_Text shown_
## start

The study, conducted by Duke University and University of Miami researchers, consisted of two parts. Firstly, 800 participants were surveyed about their voting preferences for hypothetical candidates, and were only provided with information about their age and gender. The authors found that candidates in their 40s and 50s were the preferred choice.

Secondly, participants were played recordings of a candidate, who urged the participants to lend them their support. The pitch of the voice was altered up and down, and voters were asked who they would prefer out of two hypothetical candidates. The deeper-voiced candidate received 60 to 76 percent of the vote. The authors also calculated the mean voice pitch of candidates in the 2012 U.S. House of Representatives elections, and found that the huskier politicians were more likely to win.

While he wouldn't be drawn into a discussion of current president Barack Obama's lilting tones, Klofstad suggested that the distinctive northeastern accent of the current Republican frontrunner, Donald Trump, could ultimately have a negative impact on his campaign. "I think Donald Trump has a very unique accent that may not play to the entire country. Whether that will be decisive is yet to be seen," he says.

## end

_Given data_
## start

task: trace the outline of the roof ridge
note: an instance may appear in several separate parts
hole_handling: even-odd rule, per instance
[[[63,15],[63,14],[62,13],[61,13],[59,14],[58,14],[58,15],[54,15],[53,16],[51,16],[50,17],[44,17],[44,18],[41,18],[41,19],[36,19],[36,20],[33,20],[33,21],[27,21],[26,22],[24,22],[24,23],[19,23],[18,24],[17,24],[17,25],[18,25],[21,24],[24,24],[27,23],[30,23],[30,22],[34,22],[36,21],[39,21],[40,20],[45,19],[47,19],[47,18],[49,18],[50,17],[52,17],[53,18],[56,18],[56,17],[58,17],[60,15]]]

## end

_What to do_
Copy out the passage of the voice pitch and elections text above, word for word, from "Secondly, participants were" to "likely to win.".

_Solution to this problem_
Secondly, participants were played recordings of a candidate, who urged the participants to lend them their support. The pitch of the voice was altered up and down, and voters were asked who they would prefer out of two hypothetical candidates. The deeper-voiced candidate received 60 to 76 percent of the vote. The authors also calculated the mean voice pitch of candidates in the 2012 U.S. House of Representatives elections, and found that the huskier politicians were more likely to win.